*Instructions to follow*
In the passage on the eurozone economy below, by how much did eurozone gross domestic product rise in the first quarter of 2022?

*Reading passage*
«The economic situation is ugly… Europe faces a miserable few months ahead. The costs of the ECB doing nothing would be considerable, but the action it takes must be carefully calibrated», says «Financial Times».
In its article the British newspaper writes:
Growth has slowed considerably since the strong recovery from coronavirus last summer. Gross domestic product across the eurozone rose only 0.3 per cent in the final quarter of 2021 and 0.2 per cent in the first quarter of 2022.
This is therefore the moment to take early action to prevent the foothills of an inflation problem turning into a mountain. There are signs that price rises are becoming broader across goods and services in Europe. In April, three-quarters of all individual goods and services saw prices more than 2 per cent higher than a year earlier, showing companies are increasingly willing to raise prices rather than take a squeeze in their margins. Long-term inflation expectations have risen sharply in financial markets and are no longer languishing below the ECB’s 2 per cent target.

(Dataset entries)

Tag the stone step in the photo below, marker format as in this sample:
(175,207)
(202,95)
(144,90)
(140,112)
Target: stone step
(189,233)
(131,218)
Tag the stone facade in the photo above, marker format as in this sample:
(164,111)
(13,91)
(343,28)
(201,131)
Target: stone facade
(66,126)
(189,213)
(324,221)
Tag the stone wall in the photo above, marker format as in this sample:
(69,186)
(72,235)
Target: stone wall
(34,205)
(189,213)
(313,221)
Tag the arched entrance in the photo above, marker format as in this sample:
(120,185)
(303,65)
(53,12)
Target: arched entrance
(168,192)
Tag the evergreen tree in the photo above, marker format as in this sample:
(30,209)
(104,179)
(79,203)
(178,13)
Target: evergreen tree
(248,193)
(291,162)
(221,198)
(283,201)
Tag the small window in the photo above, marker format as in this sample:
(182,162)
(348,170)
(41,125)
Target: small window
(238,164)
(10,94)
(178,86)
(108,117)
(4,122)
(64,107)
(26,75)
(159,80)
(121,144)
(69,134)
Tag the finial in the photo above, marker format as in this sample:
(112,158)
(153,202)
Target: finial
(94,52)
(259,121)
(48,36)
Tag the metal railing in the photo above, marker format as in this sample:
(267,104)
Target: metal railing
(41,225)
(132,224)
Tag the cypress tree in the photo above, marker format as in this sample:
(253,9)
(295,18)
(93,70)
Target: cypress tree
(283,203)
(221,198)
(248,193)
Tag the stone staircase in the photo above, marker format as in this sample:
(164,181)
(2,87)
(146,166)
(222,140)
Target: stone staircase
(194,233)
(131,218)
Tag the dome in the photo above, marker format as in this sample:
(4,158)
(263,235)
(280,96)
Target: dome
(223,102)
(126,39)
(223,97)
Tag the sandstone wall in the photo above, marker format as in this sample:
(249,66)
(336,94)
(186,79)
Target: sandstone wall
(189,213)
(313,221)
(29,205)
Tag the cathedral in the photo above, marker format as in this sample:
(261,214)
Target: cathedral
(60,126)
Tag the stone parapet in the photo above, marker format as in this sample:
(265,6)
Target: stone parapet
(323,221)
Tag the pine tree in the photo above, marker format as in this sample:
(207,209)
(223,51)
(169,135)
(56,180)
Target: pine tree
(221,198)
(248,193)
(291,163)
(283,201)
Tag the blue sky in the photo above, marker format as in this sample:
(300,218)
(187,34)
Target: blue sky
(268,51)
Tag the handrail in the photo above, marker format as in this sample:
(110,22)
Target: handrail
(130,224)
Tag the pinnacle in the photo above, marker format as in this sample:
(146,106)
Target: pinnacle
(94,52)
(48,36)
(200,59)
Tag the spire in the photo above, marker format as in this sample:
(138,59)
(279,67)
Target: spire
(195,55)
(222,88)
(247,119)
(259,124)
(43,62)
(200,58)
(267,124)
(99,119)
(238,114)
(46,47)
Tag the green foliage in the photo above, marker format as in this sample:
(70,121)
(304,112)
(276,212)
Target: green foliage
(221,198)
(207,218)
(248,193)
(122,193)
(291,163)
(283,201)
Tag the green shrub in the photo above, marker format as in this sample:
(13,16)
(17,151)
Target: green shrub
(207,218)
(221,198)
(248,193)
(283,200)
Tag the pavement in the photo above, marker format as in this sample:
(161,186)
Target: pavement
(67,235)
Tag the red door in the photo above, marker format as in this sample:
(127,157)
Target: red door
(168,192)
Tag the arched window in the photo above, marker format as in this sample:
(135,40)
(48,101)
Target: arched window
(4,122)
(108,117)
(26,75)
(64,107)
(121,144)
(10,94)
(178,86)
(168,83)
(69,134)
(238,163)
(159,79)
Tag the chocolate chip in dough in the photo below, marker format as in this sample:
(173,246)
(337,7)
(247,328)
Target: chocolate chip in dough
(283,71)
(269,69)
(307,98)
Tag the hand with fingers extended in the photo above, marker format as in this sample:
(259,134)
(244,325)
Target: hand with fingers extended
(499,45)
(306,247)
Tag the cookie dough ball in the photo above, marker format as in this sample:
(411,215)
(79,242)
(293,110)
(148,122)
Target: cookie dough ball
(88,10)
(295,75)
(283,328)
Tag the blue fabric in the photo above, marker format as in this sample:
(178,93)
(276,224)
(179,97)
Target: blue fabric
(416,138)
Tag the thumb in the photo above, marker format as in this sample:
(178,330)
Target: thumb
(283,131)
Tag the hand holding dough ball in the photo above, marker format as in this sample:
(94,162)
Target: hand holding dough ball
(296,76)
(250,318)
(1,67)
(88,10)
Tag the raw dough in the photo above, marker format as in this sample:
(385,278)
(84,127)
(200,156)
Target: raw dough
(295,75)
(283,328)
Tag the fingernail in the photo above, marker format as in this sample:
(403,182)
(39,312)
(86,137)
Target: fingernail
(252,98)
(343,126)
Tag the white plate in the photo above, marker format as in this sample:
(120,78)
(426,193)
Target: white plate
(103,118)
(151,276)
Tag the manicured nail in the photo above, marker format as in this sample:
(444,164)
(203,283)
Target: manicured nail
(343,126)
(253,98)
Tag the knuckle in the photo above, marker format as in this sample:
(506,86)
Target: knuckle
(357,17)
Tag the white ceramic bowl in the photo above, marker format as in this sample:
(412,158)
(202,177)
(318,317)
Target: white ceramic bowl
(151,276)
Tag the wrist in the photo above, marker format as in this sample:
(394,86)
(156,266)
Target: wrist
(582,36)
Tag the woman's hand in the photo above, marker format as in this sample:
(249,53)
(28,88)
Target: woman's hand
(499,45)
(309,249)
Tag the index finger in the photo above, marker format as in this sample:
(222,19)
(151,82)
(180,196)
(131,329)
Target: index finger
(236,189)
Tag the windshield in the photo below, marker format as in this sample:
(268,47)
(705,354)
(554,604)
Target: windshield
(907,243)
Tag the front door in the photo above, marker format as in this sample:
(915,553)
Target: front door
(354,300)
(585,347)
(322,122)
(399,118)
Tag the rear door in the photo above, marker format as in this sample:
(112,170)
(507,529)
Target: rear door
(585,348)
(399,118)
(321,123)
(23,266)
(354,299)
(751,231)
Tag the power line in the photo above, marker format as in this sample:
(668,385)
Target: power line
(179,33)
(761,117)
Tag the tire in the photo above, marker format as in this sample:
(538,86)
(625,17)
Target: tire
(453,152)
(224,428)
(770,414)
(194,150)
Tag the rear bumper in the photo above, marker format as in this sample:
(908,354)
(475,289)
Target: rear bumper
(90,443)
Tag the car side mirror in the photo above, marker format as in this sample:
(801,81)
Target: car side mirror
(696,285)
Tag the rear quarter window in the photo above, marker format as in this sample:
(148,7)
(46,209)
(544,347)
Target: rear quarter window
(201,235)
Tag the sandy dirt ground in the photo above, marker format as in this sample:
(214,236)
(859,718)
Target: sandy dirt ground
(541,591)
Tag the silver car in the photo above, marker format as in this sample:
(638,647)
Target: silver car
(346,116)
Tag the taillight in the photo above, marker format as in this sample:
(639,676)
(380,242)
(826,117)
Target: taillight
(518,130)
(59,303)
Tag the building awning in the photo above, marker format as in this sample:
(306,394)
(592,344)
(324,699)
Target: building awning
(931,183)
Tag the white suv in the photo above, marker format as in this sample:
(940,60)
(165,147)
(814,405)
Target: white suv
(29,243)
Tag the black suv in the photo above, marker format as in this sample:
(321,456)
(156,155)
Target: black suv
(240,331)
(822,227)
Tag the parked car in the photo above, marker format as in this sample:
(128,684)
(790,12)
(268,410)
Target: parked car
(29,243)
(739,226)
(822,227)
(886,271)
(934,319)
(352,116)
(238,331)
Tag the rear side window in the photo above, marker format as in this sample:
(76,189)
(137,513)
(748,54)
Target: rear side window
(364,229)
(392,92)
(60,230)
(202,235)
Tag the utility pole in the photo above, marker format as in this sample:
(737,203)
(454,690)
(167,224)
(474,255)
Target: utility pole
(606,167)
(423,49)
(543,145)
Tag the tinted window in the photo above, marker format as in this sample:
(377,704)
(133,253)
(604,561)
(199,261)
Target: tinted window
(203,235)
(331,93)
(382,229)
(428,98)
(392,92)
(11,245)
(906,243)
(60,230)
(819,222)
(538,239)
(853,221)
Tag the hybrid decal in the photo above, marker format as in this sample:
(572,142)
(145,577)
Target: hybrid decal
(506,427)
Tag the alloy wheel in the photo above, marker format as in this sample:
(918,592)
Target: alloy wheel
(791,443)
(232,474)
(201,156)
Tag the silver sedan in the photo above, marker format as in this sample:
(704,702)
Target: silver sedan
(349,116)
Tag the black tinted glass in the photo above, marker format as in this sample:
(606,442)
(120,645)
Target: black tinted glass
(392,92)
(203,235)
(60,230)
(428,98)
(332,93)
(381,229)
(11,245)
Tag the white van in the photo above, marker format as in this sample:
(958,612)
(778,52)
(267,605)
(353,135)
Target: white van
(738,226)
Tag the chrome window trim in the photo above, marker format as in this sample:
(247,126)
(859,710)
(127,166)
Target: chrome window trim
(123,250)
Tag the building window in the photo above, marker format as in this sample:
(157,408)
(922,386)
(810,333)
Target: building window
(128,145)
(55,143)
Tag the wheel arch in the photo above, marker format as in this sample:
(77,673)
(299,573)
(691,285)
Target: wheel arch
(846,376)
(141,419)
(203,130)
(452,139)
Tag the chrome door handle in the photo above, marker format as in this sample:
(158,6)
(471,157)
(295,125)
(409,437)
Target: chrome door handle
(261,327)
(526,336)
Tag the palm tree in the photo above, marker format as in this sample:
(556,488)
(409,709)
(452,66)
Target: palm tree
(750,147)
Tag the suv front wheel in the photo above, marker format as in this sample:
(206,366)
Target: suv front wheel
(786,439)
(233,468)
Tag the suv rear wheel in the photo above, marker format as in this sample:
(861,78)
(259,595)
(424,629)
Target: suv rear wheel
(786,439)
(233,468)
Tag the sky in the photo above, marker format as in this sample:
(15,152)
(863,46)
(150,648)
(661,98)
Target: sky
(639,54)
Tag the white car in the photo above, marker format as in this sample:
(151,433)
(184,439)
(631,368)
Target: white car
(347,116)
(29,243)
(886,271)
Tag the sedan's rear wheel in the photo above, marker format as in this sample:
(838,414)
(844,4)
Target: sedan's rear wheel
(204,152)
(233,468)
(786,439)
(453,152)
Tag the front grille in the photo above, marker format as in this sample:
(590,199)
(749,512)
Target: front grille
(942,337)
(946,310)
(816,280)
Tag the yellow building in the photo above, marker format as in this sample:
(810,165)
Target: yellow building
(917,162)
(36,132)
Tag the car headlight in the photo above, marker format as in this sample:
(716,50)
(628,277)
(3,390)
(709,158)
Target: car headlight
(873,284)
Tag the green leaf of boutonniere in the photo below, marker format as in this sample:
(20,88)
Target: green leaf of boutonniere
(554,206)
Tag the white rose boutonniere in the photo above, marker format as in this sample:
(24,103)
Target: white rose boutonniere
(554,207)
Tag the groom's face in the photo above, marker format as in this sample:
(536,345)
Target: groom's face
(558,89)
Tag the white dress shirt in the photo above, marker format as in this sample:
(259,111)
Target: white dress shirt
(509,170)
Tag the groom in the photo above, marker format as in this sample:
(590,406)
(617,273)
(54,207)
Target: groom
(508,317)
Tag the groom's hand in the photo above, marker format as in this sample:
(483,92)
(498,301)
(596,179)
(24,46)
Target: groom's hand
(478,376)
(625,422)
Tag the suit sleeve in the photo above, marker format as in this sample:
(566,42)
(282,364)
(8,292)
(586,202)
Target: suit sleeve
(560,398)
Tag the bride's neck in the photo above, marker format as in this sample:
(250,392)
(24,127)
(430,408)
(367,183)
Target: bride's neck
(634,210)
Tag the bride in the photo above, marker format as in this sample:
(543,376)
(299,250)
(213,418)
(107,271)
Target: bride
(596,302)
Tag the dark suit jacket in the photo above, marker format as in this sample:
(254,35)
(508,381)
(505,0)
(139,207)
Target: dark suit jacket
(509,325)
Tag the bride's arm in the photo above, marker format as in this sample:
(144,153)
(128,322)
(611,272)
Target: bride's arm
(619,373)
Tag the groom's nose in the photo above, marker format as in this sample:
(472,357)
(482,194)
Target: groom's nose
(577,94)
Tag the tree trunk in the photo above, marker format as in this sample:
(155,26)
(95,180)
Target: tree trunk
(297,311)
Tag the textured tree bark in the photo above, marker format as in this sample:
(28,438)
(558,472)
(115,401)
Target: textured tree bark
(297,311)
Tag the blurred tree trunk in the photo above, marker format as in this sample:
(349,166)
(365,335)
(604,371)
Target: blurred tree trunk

*Your solution*
It rose 0.2 percent.